#### EXTRACT
───

Single by Mana Ashida
- B-side: Happy Lucky Go!; Rainbow Picnic;
- Released: May 16, 2012
- Recorded: 2012
- Genre: J-pop
- Length: approx. 22 minutes
- Label: Universal Music (UMCA-50015)
- Songwriter(s): Shingo Asari Natsumi Watanabe

Mana Ashida singles chronology
| "Sutekina Nichiyōbi" (2011) | "Zutto Zutto Tomodachi" (2012) | "Ame ni Negai o" (2012) |

= Zutto Zutto Tomodachi =

Album by Mana Ashida

"Zutto Zutto Tomodachi" (ずっとずっとトモダチ, lit. Friends Forever and Ever) is the third official single by Japanese child actress and singer Mana Ashida, released on May 16, 2012. This is Ashida's second solo work after Sutekina Nichiyōbi, used as both the opening and ending themes of the Sanrio and Studio Comet anime series Jewelpet Kira Deco! and used as a song to promote the movie Jewelpet the Movie: Sweets Dance Princess. The single reached the 17th position on the Oricon Weekly Singles Charts after its release.

───

#### DATA RECORDS
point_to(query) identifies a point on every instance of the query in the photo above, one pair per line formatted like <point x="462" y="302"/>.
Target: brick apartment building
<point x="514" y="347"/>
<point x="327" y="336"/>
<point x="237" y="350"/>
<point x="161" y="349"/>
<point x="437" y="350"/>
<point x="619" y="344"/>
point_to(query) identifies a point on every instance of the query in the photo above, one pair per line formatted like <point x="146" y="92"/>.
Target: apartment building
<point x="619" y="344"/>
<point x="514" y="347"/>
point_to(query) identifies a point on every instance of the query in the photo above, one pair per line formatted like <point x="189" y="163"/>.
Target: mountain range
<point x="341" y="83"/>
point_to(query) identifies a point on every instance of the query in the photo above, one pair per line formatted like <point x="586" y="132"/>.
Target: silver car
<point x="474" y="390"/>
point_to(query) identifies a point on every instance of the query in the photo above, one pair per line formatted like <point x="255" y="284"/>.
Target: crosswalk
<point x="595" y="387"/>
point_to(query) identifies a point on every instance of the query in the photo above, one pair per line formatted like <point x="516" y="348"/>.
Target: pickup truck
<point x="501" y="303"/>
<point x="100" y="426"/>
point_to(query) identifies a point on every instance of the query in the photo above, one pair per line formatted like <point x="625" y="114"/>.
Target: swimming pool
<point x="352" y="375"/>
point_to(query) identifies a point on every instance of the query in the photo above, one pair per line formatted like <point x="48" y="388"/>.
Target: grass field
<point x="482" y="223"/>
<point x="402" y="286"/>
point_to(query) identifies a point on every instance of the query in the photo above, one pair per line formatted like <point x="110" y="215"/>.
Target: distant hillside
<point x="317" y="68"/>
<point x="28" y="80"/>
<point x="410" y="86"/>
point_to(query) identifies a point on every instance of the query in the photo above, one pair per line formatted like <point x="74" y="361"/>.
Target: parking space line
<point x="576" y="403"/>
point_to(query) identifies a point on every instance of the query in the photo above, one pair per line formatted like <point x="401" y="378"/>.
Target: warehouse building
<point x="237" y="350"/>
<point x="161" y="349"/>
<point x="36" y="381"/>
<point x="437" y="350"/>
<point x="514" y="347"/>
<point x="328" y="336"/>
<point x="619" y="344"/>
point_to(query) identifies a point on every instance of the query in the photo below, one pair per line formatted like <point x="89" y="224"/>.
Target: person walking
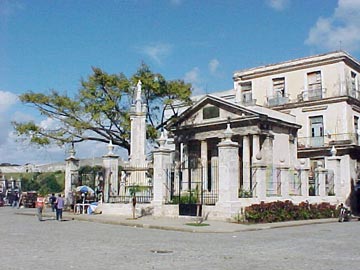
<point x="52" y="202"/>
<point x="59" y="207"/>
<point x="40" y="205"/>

───

#### TASKS TO COMPLETE
**a)** Repeat the passage of the text on "Zutto Zutto Tomodachi" from "Mana Ashida singles" to "after its release.".
**b)** Give the lines of the records from the line with "photo below, one" through the end of the records as a JSON list of strings, one string per line, skipping blank lines and leaving out the pictures.

#### OUTPUTS
**a)**
Mana Ashida singles chronology
| "Sutekina Nichiyōbi" (2011) | "Zutto Zutto Tomodachi" (2012) | "Ame ni Negai o" (2012) |

= Zutto Zutto Tomodachi =

Album by Mana Ashida

"Zutto Zutto Tomodachi" (ずっとずっとトモダチ, lit. Friends Forever and Ever) is the third official single by Japanese child actress and singer Mana Ashida, released on May 16, 2012. This is Ashida's second solo work after Sutekina Nichiyōbi, used as both the opening and ending themes of the Sanrio and Studio Comet anime series Jewelpet Kira Deco! and used as a song to promote the movie Jewelpet the Movie: Sweets Dance Princess. The single reached the 17th position on the Oricon Weekly Singles Charts after its release.

**b)**
[
  "point_to(query) identifies a point on every instance of the query in the photo below, one pair per line formatted like <point x=\"89\" y=\"224\"/>.",
  "Target: person walking",
  "<point x=\"52\" y=\"202\"/>",
  "<point x=\"59\" y=\"207\"/>",
  "<point x=\"40\" y=\"205\"/>"
]